### EXERCISE BRIEF
Pick out every line in the entries below that contains the word "seated" and copy each of those lines. Treat the match as case-sensitive.

[Records from a point labeling set]
|---|

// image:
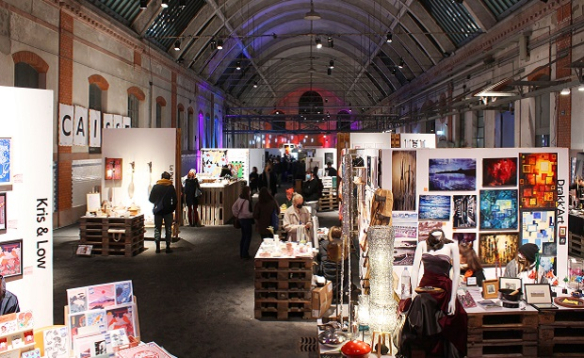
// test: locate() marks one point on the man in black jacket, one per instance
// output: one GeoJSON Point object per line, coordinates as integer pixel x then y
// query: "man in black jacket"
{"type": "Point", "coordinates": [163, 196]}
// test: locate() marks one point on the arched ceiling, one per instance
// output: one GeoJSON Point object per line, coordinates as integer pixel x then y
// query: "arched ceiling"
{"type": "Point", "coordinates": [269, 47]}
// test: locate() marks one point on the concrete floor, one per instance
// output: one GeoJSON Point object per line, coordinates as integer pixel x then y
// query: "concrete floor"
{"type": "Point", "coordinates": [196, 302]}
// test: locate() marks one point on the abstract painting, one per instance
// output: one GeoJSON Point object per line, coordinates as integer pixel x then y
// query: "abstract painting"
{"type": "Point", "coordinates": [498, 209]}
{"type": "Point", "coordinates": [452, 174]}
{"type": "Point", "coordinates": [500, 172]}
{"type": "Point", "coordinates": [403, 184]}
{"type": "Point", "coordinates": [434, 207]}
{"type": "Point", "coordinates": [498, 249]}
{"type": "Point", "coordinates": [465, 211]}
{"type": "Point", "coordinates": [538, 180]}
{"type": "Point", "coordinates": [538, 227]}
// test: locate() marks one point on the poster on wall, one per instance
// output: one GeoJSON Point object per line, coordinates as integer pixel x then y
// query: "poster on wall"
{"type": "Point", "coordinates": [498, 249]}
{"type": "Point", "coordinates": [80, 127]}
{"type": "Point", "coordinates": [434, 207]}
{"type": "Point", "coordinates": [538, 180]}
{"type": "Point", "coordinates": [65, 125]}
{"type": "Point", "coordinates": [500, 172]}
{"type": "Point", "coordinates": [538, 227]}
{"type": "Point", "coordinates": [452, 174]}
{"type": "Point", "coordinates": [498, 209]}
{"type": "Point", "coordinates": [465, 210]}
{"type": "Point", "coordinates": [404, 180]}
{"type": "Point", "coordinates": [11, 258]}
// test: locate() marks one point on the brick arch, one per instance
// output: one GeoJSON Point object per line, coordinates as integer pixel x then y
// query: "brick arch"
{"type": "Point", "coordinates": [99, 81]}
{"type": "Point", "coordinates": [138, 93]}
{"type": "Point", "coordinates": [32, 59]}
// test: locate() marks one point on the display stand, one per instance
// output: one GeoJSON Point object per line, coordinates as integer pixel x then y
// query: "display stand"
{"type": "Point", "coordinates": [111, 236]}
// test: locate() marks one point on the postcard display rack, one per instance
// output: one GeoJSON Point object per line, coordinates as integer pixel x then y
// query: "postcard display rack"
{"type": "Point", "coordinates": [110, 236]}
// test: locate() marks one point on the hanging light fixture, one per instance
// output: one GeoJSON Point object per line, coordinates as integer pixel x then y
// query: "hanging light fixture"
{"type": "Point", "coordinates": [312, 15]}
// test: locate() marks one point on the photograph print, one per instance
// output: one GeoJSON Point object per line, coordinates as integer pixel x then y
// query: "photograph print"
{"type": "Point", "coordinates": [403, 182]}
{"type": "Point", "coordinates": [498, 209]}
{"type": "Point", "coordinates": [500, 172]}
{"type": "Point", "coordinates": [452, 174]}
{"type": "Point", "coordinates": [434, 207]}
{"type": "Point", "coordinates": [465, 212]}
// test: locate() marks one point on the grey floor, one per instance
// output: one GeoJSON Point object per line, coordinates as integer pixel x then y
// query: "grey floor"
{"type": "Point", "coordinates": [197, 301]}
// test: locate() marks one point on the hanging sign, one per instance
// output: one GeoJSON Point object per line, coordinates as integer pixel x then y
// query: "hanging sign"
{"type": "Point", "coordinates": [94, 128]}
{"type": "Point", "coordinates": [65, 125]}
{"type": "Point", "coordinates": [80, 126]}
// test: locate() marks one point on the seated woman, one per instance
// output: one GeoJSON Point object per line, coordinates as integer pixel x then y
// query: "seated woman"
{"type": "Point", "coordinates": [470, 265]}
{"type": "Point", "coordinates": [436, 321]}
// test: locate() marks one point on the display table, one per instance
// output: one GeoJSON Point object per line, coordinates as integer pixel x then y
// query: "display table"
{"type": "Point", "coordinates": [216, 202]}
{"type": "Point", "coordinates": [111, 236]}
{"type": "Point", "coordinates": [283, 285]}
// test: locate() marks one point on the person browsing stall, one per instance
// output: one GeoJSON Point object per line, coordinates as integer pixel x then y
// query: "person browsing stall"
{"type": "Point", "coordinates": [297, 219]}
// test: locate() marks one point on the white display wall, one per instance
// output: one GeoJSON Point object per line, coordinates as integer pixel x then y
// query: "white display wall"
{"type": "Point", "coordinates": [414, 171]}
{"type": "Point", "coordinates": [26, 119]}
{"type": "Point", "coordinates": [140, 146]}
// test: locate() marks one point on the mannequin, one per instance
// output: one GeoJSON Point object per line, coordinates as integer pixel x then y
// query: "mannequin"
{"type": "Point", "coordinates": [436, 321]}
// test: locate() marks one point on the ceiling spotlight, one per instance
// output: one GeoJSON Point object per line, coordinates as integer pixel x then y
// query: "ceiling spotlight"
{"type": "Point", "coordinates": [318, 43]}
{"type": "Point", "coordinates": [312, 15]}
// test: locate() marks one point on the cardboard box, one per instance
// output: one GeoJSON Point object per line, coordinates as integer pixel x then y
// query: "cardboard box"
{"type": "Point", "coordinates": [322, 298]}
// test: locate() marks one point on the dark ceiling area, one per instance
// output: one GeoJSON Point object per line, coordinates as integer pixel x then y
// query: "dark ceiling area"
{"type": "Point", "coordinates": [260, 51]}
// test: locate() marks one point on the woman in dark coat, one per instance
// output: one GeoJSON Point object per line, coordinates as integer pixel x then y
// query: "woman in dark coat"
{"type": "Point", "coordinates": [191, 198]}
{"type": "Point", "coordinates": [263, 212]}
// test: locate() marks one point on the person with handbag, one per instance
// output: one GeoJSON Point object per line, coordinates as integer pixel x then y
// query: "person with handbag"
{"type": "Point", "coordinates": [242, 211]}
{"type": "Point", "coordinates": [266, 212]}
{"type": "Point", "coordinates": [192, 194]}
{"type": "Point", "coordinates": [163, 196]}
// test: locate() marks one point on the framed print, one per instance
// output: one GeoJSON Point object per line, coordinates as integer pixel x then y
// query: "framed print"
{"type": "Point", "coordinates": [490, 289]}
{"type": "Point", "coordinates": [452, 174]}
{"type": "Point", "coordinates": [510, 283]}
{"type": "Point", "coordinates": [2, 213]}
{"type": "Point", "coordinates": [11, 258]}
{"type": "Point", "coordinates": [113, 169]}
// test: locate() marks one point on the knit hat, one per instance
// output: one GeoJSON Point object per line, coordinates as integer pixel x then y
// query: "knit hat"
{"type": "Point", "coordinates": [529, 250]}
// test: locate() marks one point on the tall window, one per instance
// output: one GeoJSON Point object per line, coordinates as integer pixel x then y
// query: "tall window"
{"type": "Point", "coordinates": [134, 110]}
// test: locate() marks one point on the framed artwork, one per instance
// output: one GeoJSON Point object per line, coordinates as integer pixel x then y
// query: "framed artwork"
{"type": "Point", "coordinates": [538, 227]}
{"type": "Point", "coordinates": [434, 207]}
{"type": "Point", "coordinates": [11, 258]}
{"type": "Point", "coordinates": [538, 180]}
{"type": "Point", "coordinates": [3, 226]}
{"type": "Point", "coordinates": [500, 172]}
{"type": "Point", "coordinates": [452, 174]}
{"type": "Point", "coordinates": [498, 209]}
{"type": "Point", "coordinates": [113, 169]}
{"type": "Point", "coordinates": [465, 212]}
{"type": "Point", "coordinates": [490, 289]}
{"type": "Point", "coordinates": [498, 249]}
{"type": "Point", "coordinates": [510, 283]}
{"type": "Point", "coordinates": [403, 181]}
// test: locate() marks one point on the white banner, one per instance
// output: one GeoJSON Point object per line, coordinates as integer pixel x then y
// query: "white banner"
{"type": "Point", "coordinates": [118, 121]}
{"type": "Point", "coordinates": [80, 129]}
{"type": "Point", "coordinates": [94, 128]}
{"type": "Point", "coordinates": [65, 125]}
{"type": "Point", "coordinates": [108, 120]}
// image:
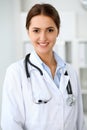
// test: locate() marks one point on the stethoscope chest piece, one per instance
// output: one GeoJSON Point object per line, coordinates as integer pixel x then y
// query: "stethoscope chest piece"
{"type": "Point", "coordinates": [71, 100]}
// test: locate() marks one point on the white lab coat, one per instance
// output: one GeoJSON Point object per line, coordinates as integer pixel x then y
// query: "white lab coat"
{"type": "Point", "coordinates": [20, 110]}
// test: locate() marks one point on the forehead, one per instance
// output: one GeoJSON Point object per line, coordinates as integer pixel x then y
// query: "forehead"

|---|

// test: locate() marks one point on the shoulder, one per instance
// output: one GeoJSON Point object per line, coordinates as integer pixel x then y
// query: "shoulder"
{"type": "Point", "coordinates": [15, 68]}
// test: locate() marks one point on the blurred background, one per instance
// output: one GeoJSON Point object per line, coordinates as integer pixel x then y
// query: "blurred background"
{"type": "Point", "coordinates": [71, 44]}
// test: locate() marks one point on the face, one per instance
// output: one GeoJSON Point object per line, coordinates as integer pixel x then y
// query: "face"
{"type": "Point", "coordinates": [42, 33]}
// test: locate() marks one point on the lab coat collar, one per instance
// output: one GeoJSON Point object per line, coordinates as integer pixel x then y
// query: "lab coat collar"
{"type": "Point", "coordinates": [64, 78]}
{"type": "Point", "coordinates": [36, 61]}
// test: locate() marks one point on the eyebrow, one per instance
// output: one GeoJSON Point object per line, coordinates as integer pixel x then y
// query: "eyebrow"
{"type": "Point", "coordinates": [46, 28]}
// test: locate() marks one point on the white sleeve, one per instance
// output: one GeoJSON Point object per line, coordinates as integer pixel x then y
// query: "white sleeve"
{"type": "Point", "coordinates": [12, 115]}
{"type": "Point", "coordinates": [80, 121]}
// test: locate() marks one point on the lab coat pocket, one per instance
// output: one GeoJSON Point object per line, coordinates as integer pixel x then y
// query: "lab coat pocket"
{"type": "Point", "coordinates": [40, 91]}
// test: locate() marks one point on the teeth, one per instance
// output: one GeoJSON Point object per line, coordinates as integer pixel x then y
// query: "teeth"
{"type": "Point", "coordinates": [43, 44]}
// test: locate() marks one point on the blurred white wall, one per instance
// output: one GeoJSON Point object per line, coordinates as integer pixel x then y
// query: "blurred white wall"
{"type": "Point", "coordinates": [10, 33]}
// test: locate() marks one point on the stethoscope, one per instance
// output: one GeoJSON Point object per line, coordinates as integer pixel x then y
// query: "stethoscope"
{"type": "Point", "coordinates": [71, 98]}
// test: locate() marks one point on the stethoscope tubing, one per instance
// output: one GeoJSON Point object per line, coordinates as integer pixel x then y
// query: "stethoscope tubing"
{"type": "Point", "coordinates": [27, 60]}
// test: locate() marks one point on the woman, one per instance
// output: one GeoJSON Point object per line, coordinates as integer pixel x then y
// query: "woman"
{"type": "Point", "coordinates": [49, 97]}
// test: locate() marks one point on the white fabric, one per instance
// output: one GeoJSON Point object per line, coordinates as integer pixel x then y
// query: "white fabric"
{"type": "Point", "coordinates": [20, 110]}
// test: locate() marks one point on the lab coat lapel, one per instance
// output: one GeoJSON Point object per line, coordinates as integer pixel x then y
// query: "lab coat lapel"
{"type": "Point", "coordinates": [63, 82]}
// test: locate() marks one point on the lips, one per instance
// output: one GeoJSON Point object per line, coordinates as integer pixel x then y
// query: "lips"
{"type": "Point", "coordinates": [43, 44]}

|---|

### SOLUTION TO THIS TASK
// test: locate() marks one point on the seated woman, one per instance
// query: "seated woman"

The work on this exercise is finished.